**Written problem:**
Write out the listing exactly as it is given.

**Data supplied:**

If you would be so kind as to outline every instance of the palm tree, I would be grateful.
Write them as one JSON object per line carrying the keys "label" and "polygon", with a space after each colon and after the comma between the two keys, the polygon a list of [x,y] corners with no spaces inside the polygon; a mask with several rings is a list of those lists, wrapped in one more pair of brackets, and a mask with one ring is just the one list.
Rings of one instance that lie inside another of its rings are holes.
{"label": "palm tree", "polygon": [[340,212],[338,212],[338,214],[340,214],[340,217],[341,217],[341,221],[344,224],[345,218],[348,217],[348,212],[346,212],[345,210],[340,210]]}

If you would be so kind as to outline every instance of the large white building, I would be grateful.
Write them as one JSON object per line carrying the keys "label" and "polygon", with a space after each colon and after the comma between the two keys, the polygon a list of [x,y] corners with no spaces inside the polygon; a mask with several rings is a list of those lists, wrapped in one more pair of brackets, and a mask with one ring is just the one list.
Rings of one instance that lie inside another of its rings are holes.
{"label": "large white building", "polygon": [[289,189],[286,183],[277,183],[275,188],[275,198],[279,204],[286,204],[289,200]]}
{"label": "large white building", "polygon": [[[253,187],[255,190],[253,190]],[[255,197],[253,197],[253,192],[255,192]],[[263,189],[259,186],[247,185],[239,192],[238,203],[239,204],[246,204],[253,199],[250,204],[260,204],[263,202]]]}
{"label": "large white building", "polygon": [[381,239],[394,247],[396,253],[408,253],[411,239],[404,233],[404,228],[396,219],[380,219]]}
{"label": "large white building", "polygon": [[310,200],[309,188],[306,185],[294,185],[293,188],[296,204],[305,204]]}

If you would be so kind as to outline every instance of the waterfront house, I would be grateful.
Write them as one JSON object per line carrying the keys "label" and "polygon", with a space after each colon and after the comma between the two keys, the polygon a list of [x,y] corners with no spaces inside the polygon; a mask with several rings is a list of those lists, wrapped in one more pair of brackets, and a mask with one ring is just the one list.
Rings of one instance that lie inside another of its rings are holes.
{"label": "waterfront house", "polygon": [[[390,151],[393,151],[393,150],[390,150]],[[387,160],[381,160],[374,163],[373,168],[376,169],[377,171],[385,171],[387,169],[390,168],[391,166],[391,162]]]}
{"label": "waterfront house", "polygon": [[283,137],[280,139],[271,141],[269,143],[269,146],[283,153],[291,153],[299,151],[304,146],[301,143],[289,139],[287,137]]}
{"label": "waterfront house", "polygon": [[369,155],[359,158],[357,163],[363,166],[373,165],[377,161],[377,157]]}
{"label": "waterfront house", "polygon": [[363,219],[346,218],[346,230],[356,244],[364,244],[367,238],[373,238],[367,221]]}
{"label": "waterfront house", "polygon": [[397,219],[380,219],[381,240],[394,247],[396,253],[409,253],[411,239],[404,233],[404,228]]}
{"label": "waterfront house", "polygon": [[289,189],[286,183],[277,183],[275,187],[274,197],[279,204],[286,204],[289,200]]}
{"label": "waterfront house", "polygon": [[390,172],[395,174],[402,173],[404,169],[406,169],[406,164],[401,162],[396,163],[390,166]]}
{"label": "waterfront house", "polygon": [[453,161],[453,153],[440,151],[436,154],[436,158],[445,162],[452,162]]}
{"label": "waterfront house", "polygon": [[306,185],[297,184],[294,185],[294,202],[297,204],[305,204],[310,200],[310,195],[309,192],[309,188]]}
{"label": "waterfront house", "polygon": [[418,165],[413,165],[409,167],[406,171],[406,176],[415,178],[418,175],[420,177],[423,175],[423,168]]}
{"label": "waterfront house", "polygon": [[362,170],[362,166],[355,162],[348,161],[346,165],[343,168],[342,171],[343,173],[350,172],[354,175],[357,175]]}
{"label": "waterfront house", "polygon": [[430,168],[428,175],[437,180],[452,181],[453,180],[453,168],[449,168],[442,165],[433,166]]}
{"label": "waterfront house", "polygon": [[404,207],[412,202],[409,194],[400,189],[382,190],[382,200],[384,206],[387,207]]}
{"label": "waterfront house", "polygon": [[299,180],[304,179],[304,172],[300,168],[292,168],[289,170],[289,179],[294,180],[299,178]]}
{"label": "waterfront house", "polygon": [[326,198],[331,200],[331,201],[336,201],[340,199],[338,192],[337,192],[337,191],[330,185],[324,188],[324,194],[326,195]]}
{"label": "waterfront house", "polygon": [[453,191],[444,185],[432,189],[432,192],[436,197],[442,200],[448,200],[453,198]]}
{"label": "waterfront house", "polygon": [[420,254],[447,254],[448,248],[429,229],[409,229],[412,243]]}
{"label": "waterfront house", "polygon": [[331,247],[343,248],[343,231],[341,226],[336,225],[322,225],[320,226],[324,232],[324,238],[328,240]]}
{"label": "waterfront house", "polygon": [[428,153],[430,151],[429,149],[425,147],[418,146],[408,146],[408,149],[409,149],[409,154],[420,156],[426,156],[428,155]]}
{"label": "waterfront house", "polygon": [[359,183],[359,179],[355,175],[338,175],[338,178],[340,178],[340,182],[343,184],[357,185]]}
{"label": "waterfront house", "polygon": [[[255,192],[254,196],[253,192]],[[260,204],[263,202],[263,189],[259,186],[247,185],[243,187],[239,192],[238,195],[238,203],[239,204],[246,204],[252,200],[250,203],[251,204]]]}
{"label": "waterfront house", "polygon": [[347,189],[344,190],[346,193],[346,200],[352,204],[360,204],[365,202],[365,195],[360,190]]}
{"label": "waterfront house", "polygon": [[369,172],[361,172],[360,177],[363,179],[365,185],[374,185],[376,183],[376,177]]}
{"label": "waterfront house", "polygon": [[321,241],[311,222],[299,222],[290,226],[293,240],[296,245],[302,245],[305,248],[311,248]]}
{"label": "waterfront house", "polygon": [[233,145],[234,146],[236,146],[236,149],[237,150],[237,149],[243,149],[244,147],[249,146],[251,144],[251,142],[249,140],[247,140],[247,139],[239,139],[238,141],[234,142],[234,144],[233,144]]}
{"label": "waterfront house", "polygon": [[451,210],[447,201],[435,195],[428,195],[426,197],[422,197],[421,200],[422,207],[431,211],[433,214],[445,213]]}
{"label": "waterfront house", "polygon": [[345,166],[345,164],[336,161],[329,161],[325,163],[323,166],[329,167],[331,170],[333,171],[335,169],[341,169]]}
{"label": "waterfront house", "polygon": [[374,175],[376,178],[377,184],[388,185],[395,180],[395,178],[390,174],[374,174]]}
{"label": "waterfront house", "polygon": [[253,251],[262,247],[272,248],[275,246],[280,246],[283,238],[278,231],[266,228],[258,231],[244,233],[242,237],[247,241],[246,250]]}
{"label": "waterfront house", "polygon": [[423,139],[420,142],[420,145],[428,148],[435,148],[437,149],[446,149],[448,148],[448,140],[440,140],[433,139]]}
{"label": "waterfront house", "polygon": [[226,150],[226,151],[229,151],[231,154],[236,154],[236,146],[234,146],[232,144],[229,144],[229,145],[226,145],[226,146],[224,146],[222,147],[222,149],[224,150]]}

**Task solution:**
If you would be so kind as to outline every instance of the palm tree, I would be grateful.
Write them as one JSON object per line carrying the keys "label" and "polygon", with a space after each colon and after the comma between the two keys, the polygon a list of [x,y] corners with no spaces inside the polygon; a mask with several rings is a list of those lists, wrapped in one more pair of brackets, and a mask with one ring is just the one list.
Rings of one instance that lie inside another of its rings are holes.
{"label": "palm tree", "polygon": [[340,212],[338,212],[338,214],[340,214],[340,217],[341,217],[341,221],[344,224],[345,218],[348,217],[348,212],[346,212],[345,210],[340,210]]}

If you would be so kind as to outline every instance of the large white building, I would be grateful.
Write them as one JSON object per line carrying the keys "label" and "polygon", with a space after each colon and after the comma between the two keys, the polygon a list of [x,y] corners with no spaces inside the polygon; a mask with several rings is a list of those lists, wrapped in one more pair of brackets, and a mask with one ring is just the one list.
Rings of one instance that lie inside another of its rings are holes.
{"label": "large white building", "polygon": [[289,189],[286,183],[277,183],[275,188],[275,198],[279,204],[286,204],[289,200]]}
{"label": "large white building", "polygon": [[[253,187],[255,190],[253,190]],[[255,197],[253,197],[253,192],[255,192]],[[263,189],[259,186],[247,185],[239,192],[238,203],[239,204],[246,204],[253,199],[250,204],[260,204],[263,202]]]}
{"label": "large white building", "polygon": [[381,239],[394,247],[396,253],[408,253],[411,239],[404,233],[404,228],[396,219],[380,219]]}
{"label": "large white building", "polygon": [[310,200],[309,188],[306,185],[294,185],[293,188],[296,204],[305,204]]}

If you would be so kind as to outline every instance of the waterfront house, I would be grateful.
Write them as one JSON object per line carrying the keys "label" and "polygon", with a space after each colon and after the comma between the two keys, the polygon a list of [x,y] corners with no spaces inside the polygon; a mask with several rings is a list of those lists, wrapped in one more pair of brackets, and a mask with one ring is just the one list.
Rings of one instance that lie inside another of its rings are holes.
{"label": "waterfront house", "polygon": [[[390,151],[393,151],[393,150],[390,150]],[[387,160],[381,160],[374,163],[373,168],[376,169],[377,171],[385,171],[387,169],[390,168],[391,166],[391,162]]]}
{"label": "waterfront house", "polygon": [[283,137],[280,139],[271,141],[269,143],[269,146],[283,153],[291,153],[299,151],[304,146],[301,143],[289,139],[287,137]]}
{"label": "waterfront house", "polygon": [[369,155],[359,158],[357,163],[363,166],[373,165],[377,161],[377,157]]}
{"label": "waterfront house", "polygon": [[363,219],[346,218],[346,230],[356,244],[364,244],[367,238],[373,238],[367,221]]}
{"label": "waterfront house", "polygon": [[397,219],[380,219],[381,240],[394,247],[396,253],[409,253],[411,239],[404,233],[404,228]]}
{"label": "waterfront house", "polygon": [[289,189],[286,183],[277,183],[275,187],[274,197],[279,204],[286,204],[289,200]]}
{"label": "waterfront house", "polygon": [[390,172],[395,174],[402,173],[404,169],[406,169],[406,164],[401,162],[396,163],[390,166]]}
{"label": "waterfront house", "polygon": [[453,161],[453,153],[440,151],[436,154],[436,158],[445,162],[452,162]]}
{"label": "waterfront house", "polygon": [[306,185],[297,184],[294,185],[294,202],[297,204],[305,204],[310,200],[310,195],[309,192],[309,188]]}
{"label": "waterfront house", "polygon": [[418,165],[413,165],[409,167],[406,171],[406,176],[415,178],[418,175],[420,177],[423,175],[423,168]]}
{"label": "waterfront house", "polygon": [[362,170],[362,166],[355,162],[348,161],[346,165],[343,168],[342,171],[343,173],[350,172],[354,175],[357,175]]}
{"label": "waterfront house", "polygon": [[430,168],[428,175],[437,180],[452,181],[453,180],[453,168],[449,168],[442,165],[433,166]]}
{"label": "waterfront house", "polygon": [[404,207],[412,202],[409,194],[400,189],[382,190],[382,200],[384,206],[387,207]]}
{"label": "waterfront house", "polygon": [[299,180],[304,179],[304,172],[300,168],[292,168],[289,170],[289,179],[294,180],[299,178]]}
{"label": "waterfront house", "polygon": [[326,198],[331,200],[331,201],[336,201],[340,199],[338,192],[337,192],[337,191],[330,185],[324,188],[324,194],[326,195]]}
{"label": "waterfront house", "polygon": [[453,191],[444,185],[432,189],[432,192],[436,197],[442,200],[448,200],[453,198]]}
{"label": "waterfront house", "polygon": [[420,254],[447,254],[448,248],[429,229],[409,229],[412,243]]}
{"label": "waterfront house", "polygon": [[331,247],[343,248],[343,231],[341,226],[336,225],[322,225],[320,226],[324,232],[324,238],[328,240]]}
{"label": "waterfront house", "polygon": [[428,153],[430,151],[429,149],[425,147],[418,146],[408,146],[408,149],[409,149],[409,154],[420,156],[426,156],[428,155]]}
{"label": "waterfront house", "polygon": [[359,183],[359,179],[355,175],[338,175],[338,178],[340,178],[340,182],[343,184],[357,185]]}
{"label": "waterfront house", "polygon": [[[255,192],[254,196],[253,192]],[[260,204],[263,202],[263,189],[259,186],[247,185],[243,187],[239,192],[238,195],[238,203],[239,204],[246,204],[252,200],[250,203],[251,204]]]}
{"label": "waterfront house", "polygon": [[347,189],[344,190],[346,193],[346,200],[352,204],[360,204],[365,202],[365,195],[360,190]]}
{"label": "waterfront house", "polygon": [[369,172],[361,172],[360,177],[363,179],[365,185],[374,185],[376,183],[376,177]]}
{"label": "waterfront house", "polygon": [[321,241],[311,222],[299,222],[290,226],[293,240],[296,245],[302,245],[305,248],[311,248]]}
{"label": "waterfront house", "polygon": [[233,145],[234,146],[236,146],[236,149],[237,150],[237,149],[243,149],[244,147],[249,146],[251,144],[251,142],[249,140],[247,140],[247,139],[239,139],[238,141],[234,142],[234,144],[233,144]]}
{"label": "waterfront house", "polygon": [[451,210],[447,201],[435,195],[428,195],[426,197],[422,197],[421,200],[422,207],[431,211],[433,214],[445,213]]}
{"label": "waterfront house", "polygon": [[345,166],[345,164],[336,161],[329,161],[325,163],[323,166],[329,167],[331,170],[333,171],[335,169],[341,169]]}
{"label": "waterfront house", "polygon": [[374,175],[376,178],[377,184],[388,185],[395,180],[395,178],[390,174],[374,174]]}
{"label": "waterfront house", "polygon": [[253,251],[262,247],[272,248],[275,246],[280,246],[283,238],[278,231],[266,228],[258,231],[244,233],[242,237],[247,241],[246,250]]}
{"label": "waterfront house", "polygon": [[423,139],[420,142],[420,145],[428,148],[435,148],[437,149],[446,149],[448,148],[448,140],[440,140],[433,139]]}
{"label": "waterfront house", "polygon": [[226,150],[226,151],[229,151],[231,154],[236,154],[236,146],[234,146],[232,144],[229,144],[229,145],[226,145],[226,146],[224,146],[222,147],[222,149],[224,150]]}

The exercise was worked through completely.